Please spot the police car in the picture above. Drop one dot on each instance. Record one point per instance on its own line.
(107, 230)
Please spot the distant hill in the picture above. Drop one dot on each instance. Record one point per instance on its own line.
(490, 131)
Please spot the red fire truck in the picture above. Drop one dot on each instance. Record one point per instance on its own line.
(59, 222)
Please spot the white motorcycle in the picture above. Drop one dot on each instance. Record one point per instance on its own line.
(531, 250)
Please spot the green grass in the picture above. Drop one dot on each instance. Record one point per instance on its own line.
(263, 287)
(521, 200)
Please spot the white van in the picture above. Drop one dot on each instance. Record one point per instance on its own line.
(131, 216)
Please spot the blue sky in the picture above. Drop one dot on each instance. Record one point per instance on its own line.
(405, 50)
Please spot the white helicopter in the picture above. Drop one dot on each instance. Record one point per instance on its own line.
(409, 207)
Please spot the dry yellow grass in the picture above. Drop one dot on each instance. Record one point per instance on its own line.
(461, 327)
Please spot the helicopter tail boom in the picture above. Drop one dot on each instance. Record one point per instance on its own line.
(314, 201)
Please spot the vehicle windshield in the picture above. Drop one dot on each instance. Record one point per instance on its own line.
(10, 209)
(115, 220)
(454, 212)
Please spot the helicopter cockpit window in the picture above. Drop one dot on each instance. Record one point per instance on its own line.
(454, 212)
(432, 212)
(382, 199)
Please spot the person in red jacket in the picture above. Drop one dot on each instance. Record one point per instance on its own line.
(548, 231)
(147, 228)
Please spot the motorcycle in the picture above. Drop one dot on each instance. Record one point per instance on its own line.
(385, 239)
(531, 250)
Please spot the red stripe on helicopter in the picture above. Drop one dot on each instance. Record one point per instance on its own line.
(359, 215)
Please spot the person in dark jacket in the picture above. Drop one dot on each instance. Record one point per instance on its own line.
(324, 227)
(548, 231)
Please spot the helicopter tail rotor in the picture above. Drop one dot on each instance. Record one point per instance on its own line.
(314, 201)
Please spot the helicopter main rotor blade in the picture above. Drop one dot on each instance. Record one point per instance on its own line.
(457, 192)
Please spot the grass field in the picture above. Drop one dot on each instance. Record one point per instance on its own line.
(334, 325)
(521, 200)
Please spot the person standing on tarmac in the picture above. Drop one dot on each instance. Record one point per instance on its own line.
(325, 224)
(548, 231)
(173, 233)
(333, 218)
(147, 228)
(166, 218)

━━━━

**WHAT IS EXPECTED:**
Duplicate all of the entries above word for word, keeping every line unchanged.

**ANSWER TO THE EXERCISE:**
Please spot the police car in the picture above. Drop one dot on each instance. Record one point per instance on its own line.
(107, 230)
Please spot the distant hill in the picture above. Drop one dot on each instance. Record one point per instance on its own line.
(490, 131)
Please spot the red fire truck in the picture above. Drop one dot on each instance. Record one point per instance on its own line.
(59, 222)
Please spot the white motorcycle in the picture above. Drop one dot on each instance. Record one point per instance on its own line.
(531, 250)
Please spot the green grass in the picture above. Drop one dot on each instance. Record one point per instance on its own line.
(263, 287)
(521, 200)
Please spot the white van in the picture above. Drop one dot on each instance. Record one point per instance on its own line.
(131, 216)
Please spot the blue sky in the picture above. Drop one dot on each instance. Record one point per instance on its own line.
(405, 50)
Please spot the white helicopter in the picture above. Drop one dot on each instance. Record one point per instance on its own line.
(409, 207)
Please spot the dry yellow grass in the picture above. Drop one dot on each instance. Record one point per instance on its own line.
(461, 327)
Please spot the helicopter tail boom in the picture above. Drop one dot on each instance. Record one point per instance on its own line.
(314, 201)
Please spot the vehicle windshield in the picture above. Drop one dot on each instance. Record one point per instance on its own line.
(10, 209)
(115, 220)
(454, 212)
Please spot the helicopter cockpit window in the picture above. Drop one dot on each instance. Record one point per instance on its own line.
(454, 212)
(432, 212)
(382, 199)
Please spot the person in red jacket in the picture above. Drop one dot on each instance. Record one point per instance on its own line.
(548, 231)
(147, 228)
Please spot the motorcycle in the picture above. Drop one dot on each instance. Record one point per instance on its own line.
(385, 239)
(531, 250)
Please spot the red stripe on helicopter in the picture above. Drop one dot on each instance. Record one point per instance on its own line.
(359, 215)
Please spot the person in dark jacket in the picture above. Drop one dot on each instance. Record one point per instance on its own line.
(324, 227)
(548, 231)
Please spot the helicopter tail rotor in the picture above. Drop one dot on each instance. Record one point per instance on its own line.
(314, 201)
Please spot the helicopter main rotor blade in the picture above. Drop one dot on each instance. Record one point per instance on its own line.
(457, 192)
Please spot the grass field in the picture above. Drop one dot on each instance. Record one point per instance on its own line.
(334, 325)
(521, 200)
Please spot the person standing on tarmac in the picture above. Drop one dot on each instance. Record one point per instance on its own line.
(325, 224)
(548, 231)
(173, 233)
(333, 218)
(147, 228)
(166, 218)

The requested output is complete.